== WHAT THE TASK REQUIRES ==
What you write should match, word for word, the lines from the one containing "the white car" through the end of the data, with no pictures.

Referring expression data
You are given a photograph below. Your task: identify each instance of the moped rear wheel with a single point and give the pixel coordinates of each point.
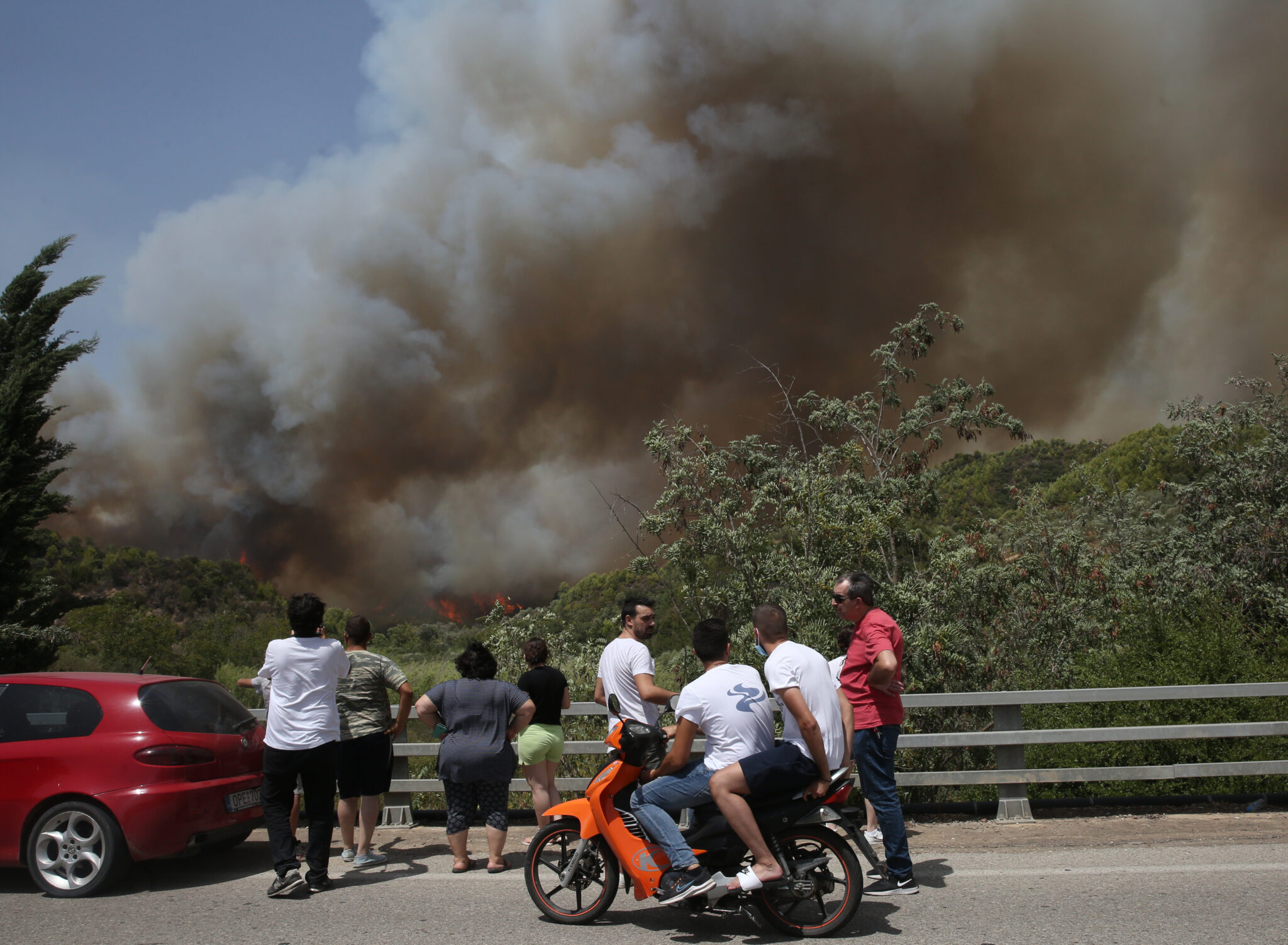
(824, 898)
(594, 885)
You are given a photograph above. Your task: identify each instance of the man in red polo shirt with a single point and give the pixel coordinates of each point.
(872, 679)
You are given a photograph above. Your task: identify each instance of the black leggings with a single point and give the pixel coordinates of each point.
(465, 798)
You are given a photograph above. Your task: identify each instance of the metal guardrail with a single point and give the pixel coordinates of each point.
(1008, 738)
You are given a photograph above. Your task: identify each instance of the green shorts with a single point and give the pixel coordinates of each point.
(540, 742)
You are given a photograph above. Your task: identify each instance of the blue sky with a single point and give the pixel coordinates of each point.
(114, 113)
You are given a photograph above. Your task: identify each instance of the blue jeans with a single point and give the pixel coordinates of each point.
(688, 786)
(874, 754)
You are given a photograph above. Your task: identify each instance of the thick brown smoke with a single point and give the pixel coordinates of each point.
(398, 374)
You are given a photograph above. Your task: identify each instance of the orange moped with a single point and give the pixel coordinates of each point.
(594, 845)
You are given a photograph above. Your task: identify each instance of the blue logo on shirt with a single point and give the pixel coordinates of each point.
(750, 696)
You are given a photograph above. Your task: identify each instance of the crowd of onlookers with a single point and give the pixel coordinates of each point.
(330, 731)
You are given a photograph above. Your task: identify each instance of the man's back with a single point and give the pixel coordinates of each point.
(731, 707)
(795, 664)
(304, 673)
(619, 666)
(875, 634)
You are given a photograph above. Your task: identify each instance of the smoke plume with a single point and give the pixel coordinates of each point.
(399, 373)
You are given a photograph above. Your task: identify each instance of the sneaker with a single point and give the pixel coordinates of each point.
(285, 886)
(678, 885)
(893, 887)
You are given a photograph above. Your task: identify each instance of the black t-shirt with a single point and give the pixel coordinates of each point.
(545, 686)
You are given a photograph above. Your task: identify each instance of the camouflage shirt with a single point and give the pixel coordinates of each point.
(364, 698)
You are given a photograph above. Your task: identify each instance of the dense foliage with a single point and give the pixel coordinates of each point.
(31, 359)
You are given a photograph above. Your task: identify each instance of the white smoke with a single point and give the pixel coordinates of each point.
(398, 373)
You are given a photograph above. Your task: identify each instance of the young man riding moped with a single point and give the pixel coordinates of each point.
(728, 704)
(577, 861)
(817, 730)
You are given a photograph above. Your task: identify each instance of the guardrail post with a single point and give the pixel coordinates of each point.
(397, 810)
(1013, 800)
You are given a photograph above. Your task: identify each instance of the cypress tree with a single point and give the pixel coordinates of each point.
(31, 359)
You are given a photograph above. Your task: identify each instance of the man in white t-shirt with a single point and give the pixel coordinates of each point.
(814, 741)
(626, 667)
(303, 741)
(730, 705)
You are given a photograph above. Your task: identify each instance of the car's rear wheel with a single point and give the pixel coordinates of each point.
(76, 849)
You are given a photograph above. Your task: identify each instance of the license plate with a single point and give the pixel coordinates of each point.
(242, 800)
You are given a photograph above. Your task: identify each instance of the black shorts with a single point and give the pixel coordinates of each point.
(781, 770)
(366, 766)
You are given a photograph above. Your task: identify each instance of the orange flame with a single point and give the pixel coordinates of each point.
(447, 608)
(462, 610)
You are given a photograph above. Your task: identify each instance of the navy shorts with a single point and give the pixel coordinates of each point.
(365, 766)
(781, 770)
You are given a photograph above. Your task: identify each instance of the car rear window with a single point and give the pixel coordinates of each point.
(31, 712)
(192, 705)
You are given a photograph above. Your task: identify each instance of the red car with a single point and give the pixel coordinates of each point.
(98, 770)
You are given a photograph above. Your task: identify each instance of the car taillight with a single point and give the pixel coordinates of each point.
(174, 756)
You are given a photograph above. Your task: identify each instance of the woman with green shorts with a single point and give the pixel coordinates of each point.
(541, 743)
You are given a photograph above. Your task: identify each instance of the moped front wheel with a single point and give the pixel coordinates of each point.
(591, 888)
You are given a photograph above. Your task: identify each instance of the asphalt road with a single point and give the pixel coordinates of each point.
(1037, 888)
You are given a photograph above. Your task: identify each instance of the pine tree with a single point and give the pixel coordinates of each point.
(31, 359)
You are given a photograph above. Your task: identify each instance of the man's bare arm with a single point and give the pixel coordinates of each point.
(813, 735)
(651, 693)
(881, 676)
(848, 724)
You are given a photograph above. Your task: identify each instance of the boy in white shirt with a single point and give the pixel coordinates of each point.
(817, 732)
(302, 741)
(730, 705)
(626, 667)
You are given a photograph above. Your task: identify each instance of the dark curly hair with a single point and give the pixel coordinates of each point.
(475, 663)
(304, 614)
(535, 651)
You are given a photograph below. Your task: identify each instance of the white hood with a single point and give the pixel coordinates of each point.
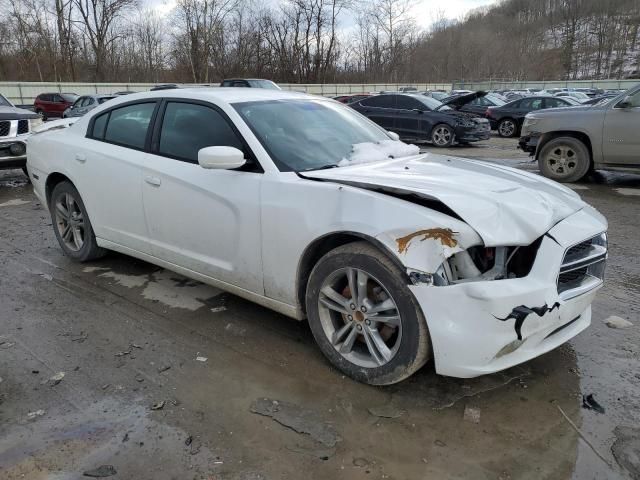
(504, 205)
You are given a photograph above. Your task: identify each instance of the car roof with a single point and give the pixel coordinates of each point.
(222, 95)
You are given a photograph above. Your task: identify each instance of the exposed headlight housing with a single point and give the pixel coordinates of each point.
(35, 122)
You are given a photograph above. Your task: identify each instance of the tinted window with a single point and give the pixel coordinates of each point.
(380, 101)
(128, 125)
(98, 126)
(531, 104)
(408, 103)
(554, 103)
(186, 128)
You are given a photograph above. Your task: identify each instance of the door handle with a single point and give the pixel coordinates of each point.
(155, 181)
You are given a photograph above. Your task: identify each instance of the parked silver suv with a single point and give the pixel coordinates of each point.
(570, 142)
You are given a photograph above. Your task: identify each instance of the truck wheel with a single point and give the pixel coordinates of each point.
(507, 128)
(442, 135)
(564, 159)
(364, 318)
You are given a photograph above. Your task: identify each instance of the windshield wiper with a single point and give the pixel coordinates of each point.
(324, 167)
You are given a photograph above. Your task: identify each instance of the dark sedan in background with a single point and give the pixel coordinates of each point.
(507, 119)
(85, 104)
(476, 102)
(415, 117)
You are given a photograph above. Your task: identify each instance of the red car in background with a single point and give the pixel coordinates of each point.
(53, 104)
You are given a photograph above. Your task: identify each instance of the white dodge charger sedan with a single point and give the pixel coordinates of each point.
(302, 205)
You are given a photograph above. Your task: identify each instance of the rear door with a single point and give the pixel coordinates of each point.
(109, 160)
(409, 115)
(621, 133)
(205, 220)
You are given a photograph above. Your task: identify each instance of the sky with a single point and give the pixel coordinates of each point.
(425, 11)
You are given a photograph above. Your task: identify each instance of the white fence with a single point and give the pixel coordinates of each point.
(24, 93)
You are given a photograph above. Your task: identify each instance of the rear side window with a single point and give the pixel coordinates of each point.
(187, 127)
(99, 125)
(408, 103)
(128, 125)
(380, 101)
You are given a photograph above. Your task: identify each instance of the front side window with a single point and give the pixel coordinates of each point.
(186, 128)
(128, 125)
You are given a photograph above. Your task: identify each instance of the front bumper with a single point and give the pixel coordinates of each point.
(529, 143)
(473, 134)
(473, 326)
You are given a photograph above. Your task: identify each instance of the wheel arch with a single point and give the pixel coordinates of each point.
(583, 137)
(324, 244)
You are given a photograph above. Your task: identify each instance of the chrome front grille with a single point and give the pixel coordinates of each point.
(583, 267)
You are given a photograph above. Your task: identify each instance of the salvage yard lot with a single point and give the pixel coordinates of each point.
(163, 375)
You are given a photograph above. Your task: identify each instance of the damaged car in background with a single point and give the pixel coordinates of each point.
(415, 117)
(16, 124)
(304, 206)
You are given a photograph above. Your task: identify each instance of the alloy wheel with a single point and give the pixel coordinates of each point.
(562, 160)
(442, 136)
(70, 222)
(507, 128)
(359, 317)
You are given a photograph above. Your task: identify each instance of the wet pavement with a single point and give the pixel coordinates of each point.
(167, 378)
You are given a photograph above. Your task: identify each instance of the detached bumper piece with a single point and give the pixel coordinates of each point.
(481, 131)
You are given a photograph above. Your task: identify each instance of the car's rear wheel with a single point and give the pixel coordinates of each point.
(564, 159)
(507, 128)
(442, 135)
(72, 225)
(364, 318)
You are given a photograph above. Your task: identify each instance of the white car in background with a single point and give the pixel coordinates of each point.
(302, 205)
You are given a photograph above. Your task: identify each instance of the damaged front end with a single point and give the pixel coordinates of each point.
(489, 308)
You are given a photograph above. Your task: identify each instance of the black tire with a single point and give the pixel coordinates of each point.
(412, 347)
(507, 128)
(442, 136)
(89, 249)
(564, 159)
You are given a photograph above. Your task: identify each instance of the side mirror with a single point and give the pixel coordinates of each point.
(626, 102)
(393, 135)
(220, 158)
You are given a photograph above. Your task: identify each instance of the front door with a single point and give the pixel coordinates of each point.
(621, 133)
(204, 220)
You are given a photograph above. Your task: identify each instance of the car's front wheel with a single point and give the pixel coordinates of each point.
(442, 135)
(72, 225)
(364, 318)
(507, 128)
(564, 159)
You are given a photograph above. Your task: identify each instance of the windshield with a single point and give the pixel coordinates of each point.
(268, 84)
(309, 134)
(432, 103)
(495, 100)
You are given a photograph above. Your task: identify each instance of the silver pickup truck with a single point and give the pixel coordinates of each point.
(570, 142)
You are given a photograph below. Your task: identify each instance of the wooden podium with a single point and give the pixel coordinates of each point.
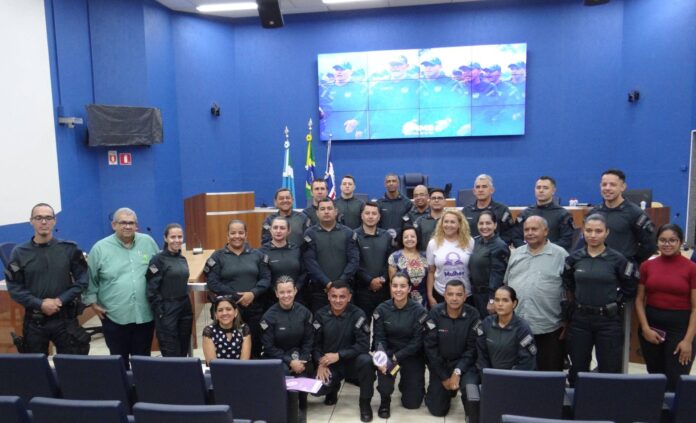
(206, 217)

== EXERCISE SOLUTION ==
You are given a photograph above. Your task: identify each instance of the white car in background with a single point and give the pixel coordinates of each point.
(302, 205)
You are given a photograph above. Your task: identify each instance of the damaged front end with a single point and give the pixel coordinates of each point.
(489, 308)
You are given a photograph above. Your task: identify each instance of the black tire with a single point and give the pixel coordinates of each point.
(412, 347)
(507, 128)
(442, 136)
(89, 249)
(564, 159)
You are given a photograph above. Your task: identify each instance of the side mirror with a single point and give the pixel coordinates of each point.
(626, 102)
(393, 135)
(220, 158)
You are given a photograph above. Your task: identify each instance of the front door with a single point and give the pixel coordinates of each point.
(621, 133)
(204, 220)
You are given a photograph above. Your task: identify each instance of the car's front wheel with a single point and give the pixel coordinates of each point.
(442, 135)
(72, 225)
(364, 318)
(507, 128)
(564, 159)
You are given a photograph above. Your task: identify each instance of the windshield with a single point and give the pixel coordinates of each point.
(268, 84)
(309, 134)
(432, 103)
(495, 100)
You are given a photograph above. Your task: identify each instance of the silver pickup truck with a single point and give the pixel coordinates of each point.
(570, 142)
You are given a photograph below. Your task: identify each instance of the wooden podium with a single point and give the pixel coordinates of each point.
(206, 217)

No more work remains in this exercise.